**Tugas tertulis A:**
Jawab pertanyaan berikut berdasarkan teks halaman di bawah.
(i) Berapa uang yang tersisa di kantong pencerita saat berangkat ke kantor?
(ii) Apa yang diterima pencerita dari rekan kantor yang sedang milad?
(iii) Berapa kali pencerita menelepon isteri di rumah sepanjang hari kerja?

**Teks halaman:**
'''
Jum’at lalu, saya berangkat ke kantor dengan dada sedikit berdegub.
Melirik ukuran bensin di dashboard motor, masih setengah. “Yah cukuplah
untuk pergi pulang ke kantor”.
Namun, bukan itu yang membuat
dada ini tak henti berdegub. Uang di kantong saya hanya tersisa seribu
rupiah saja. Degubnya tambah kencang karena saya hanya menyisakan uang
tidak lebih dari empat ribu rupiah saja di rumah. Saya bertanya dalam
hati, “makan apa keluarga saya siang nanti?” Meski kemudian buru-buru
saya hapus pertanyaan itu, mengingat nama besar Allah yang Maha
Melindungi semua makhluk-Nya yang tawakal.
Saya berangkat,
terlebih dulu mengantar si sulung ke sekolahnya. Saya bilang kepadanya
bahwa hari ini tidak usah jajan terlebih dulu. Alhamdulillah ia
mengerti. Soal pulangnya, ia biasa dijemput tukang ojeg yang –sukurnya-
sudah dibayar di muka untuk antar jemput ke sekolah.
Sepanjang
jalan menuju kantor saya terus berpikir, dari mana saya bisa
mendapatkan uang untuk menjamin malam nanti ada yang bisa dimakan oleh
isteri dan dua putri saya. Urusan besok tinggal bagaimana besok saja,
yang penting sore ini bisa mendapatkan sesuatu untuk bisa dimakan.
Tiba
di kantor, tiba-tiba saya mendapatkan sebungkus mie goreng dari seorang
rekan kantor yang sedang milad (berulang tahun). Perut saya yang sejak
pagi belum terisi pun mendesak-desak untuk segera diisi. Namun saya
ingat bahwa saya tidak memiliki uang selain yang seribu rupiah itu
untuk makan siang. Jadi, saya tangguhkan dulu mie goreng itu untuk
makan siang saja.
Sepanjang hari kerja, terhitung dua kali saya
menelepon isteri di rumah menanyakan kabar anak-anak. “sudah makan
belum?” si cantik di seberang telepon hanya menjawab, “Insya Allah,”
namun suaranya terasa getir. Saat itu, anak-anak sedang tidur siang.
'''
**Tugas tertulis B:** Tulis ulang semua isi daftar dari baris yang memuat "The image above contains the trophy" sampai akhir daftar, dengan "tight" diganti menjadi "precise" dan bagian lain dibiarkan sama.

**Catatan data:**
'''
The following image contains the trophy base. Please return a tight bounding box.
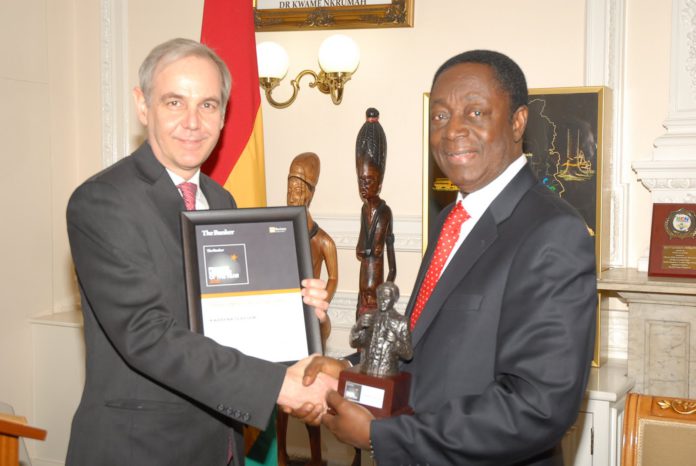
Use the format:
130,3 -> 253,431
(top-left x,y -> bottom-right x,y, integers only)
338,366 -> 413,418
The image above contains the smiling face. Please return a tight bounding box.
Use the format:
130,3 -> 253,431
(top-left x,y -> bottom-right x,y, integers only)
430,63 -> 527,194
133,56 -> 224,180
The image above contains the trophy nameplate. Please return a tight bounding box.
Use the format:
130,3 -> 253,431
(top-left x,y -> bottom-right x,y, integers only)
338,366 -> 413,418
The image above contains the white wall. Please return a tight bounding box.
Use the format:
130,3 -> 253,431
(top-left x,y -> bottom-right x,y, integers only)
0,0 -> 100,422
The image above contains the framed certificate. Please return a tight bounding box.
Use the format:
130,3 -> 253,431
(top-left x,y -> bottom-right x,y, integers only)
648,204 -> 696,278
181,207 -> 321,364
'''
**Jawaban akhir A:**
(i) Seribu rupiah.
(ii) Sebungkus mie goreng.
(iii) Dua kali.

**Jawaban akhir B:**
The image above contains the trophy nameplate. Please return a precise bounding box.
Use the format:
130,3 -> 253,431
(top-left x,y -> bottom-right x,y, integers only)
338,366 -> 413,418
The image above contains the white wall. Please return a precise bounding box.
Use the format:
130,3 -> 253,431
(top-left x,y -> bottom-right x,y, integers only)
0,0 -> 100,422
The image above contains the framed certificate. Please return a precise bounding box.
Use the format:
130,3 -> 253,431
(top-left x,y -> bottom-right x,y, integers only)
648,204 -> 696,278
181,207 -> 321,364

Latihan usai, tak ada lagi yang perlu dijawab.